SECURITIES AND EXCHANGE COMMISSION

Washington, D.C. 20549

 

FORM 15F

 

CERTIFICATION OF A FOREIGN PRIVATE ISSUER’S TERMINATION OF REGISTRATION OF A CLASS OF SECURITIES UNDER SECTION 12(g) OF THE SECURITIES EXCHANGE ACT OF 1934 OR ITS TERMINATION OF THE DUTY TO FILE REPORTS UNDER SECTION 13(a) OR SECTION 15(d) OF THE SECURITIES EXCHANGE ACT OF 1934

 

Commission File Number: 0-30204

 

Kabushiki Kaisha Internet Initiative
(Exact name of registrant as specified in its charger)

 

Iidabashi Grand Bloom, 2-10-2 Fujimi, Chiyoda-ku, Tokyo 102-0071, Japan
+813-5205-6500

(Address, including zip code and telephone number, including area code, of Issuer’s principal executive offices)

 

Common stock

(Title of each class of securities covered by this Form)

 

 

Place an X in the appropriate box(es) to indicate the provision(s) relied upon to terminate the duty to file reports under the Securities Exchange Act of 1934:

 

Rule 12h-6(a) (for equity securities) x Rule 12h-6(d) (for successor registrants) ¨
Rule 12h-6(c) (for debt securities) ¨   Rule 12h-6(i) (for prior Form 15 filers) ¨

 

 

 

 

 

PART I

 

Item 1. Exchange Act Reporting History

 

A. Internet Initiative Japan Inc. (the “Registrant”) first incurred the duty to file reports under Section 13(a) or Section 15 (d) of the Securities Exchange Act of 1934 (the “Exchange Act”) on or about August 3, 1999, the date that its registration statement on Form F-1 (File No. 333-10584) was declared effective by the Securities and Exchange Commission (the “Commission”).

 

B. The Registrant has filed or submitted all reports required under Section 13(a) or Section 15(d) of the Exchange Act and the corresponding Commission rules for the 12 months preceding the filing of this Form 15F. The Registrant has filed at least one annual report on Form 20-F under Section 13(a) of the Exchange Act.

 

Item 2. Recent United States Market Activity

 

Subject to the exceptions set forth in Instruction 1 to this Item, the Registrant last sold securities in the United States in a registered offering under the Securities Act of 1933, as amended, in August 1999.

 

Item 3. Foreign Listing and Primary Trading Market

 

A. The Registrant has maintained a listing of its common stock on the First Section of the Tokyo Stock Exchange (the “TSE”), in Tokyo, Japan. The TSE constitutes the primary trading market for the Registrant’s common stock, as that term is defined in Rule 12h-6 under the Exchange Act.

 

B. The Registrant’s common stock was initially listed on the TSE in December 2005. The Registrant has maintained the listing of its common stock on the TSE since that date, including during the 12 months preceding the filing of this Form 15F.

(Pointing dataset excerpts)
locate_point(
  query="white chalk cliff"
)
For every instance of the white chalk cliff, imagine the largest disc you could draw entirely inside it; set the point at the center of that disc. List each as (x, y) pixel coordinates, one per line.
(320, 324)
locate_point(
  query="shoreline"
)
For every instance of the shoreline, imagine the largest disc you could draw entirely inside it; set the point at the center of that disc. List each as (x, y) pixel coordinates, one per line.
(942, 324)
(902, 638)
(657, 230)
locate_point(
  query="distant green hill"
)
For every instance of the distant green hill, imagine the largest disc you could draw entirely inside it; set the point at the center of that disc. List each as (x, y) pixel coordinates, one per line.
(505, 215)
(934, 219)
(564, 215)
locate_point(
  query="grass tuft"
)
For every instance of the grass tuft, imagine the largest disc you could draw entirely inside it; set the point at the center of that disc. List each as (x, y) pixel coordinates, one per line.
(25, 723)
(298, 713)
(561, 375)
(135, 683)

### What the task asks
Continue the Form 15F filing from the point where it stops, picking up right after its last sentence.

### Reply to the exercise
 

C. The percentage of trading in the Registrant’s common stock that occurred in Japan for the 12-month period from April 1, 2018 to March 31, 2019 (both dates inclusive) was 90.8% of the worldwide trading volume.

 

Item 4. Comparative Trading Volume Data

 

A. The 12-month period used to meet the requirements of Rule 12h-6(a)(4)(i) started on April 1, 2018 and ended on March 31, 2019 (the “Applicable Period”).

 

B. The average daily trading volume (“ADTV”) of the Registrant’s common stock in the United States for the Applicable Period (including off-exchange and on-exchange transactions) was 5,770 shares. The ADTV of the Registrant’s common stock on a worldwide basis for the Applicable Period was 235,227 shares.

 

C. The ADTV of the Registrant’s common stock in the United States for the Applicable Period was 2.5% of the ADTV of its common stock worldwide for the Applicable Period.

 

D. The Registrant delisted its common stock from the NASDAQ Stock Exchange (the “NASDAQ”) effective April 22, 2019 (with April 18, 2019 as the last day of trading on the NASDAQ). As of April 18, 2019, the ADTV of the Registrant’s common stock in the United States (including off-exchange and on exchange transactions) as a percentage of the ADTV for the Registrant’s common stock on a worldwide basis for the preceding 12-month period was 2.7%.

 

E. The Registrant has not terminated its sponsored American Depositary Receipt facility regarding its common stock.

 

F. The source of the trading volume information used for determining whether the Registrant meets the requirements of Rule 12h-6 is Bloomberg L.P.

 

Item 5. Alternative Record Holder Information

 

Not applicable.

 

Item 6. Debt Securities

 

Not applicable.

 

 

 

 

Item 7. Notice Requirement

 

A. The Registrant published in the United States a notice of its intent to terminate its reporting obligations under Section 13(a) and Section 15(d) of the Exchange Act, by means of press releases issued on February 7, 2019 and April 1, 2019.

 

B. The press releases described above were disseminated by major newswire services required by the NASDAQ in the United States and submitted to the Commission under cover of a Form 6-K on February 7, 2019 and April 1, 2019. Additionally, the notices were published on the Registrant’s Internet website.

 

Item 8. Prior Form 15 Filers

 

Not applicable.

 

PART II

 

Item 9. Rule 12g3-2(b) Exemption

 

The Registrant will publish the information required under Rule 12g3-2(b)(1)(iii) on its website: https://www.iij.ad.jp/en/ir/

 

PART III

 

Item 10. Exhibits

 

None.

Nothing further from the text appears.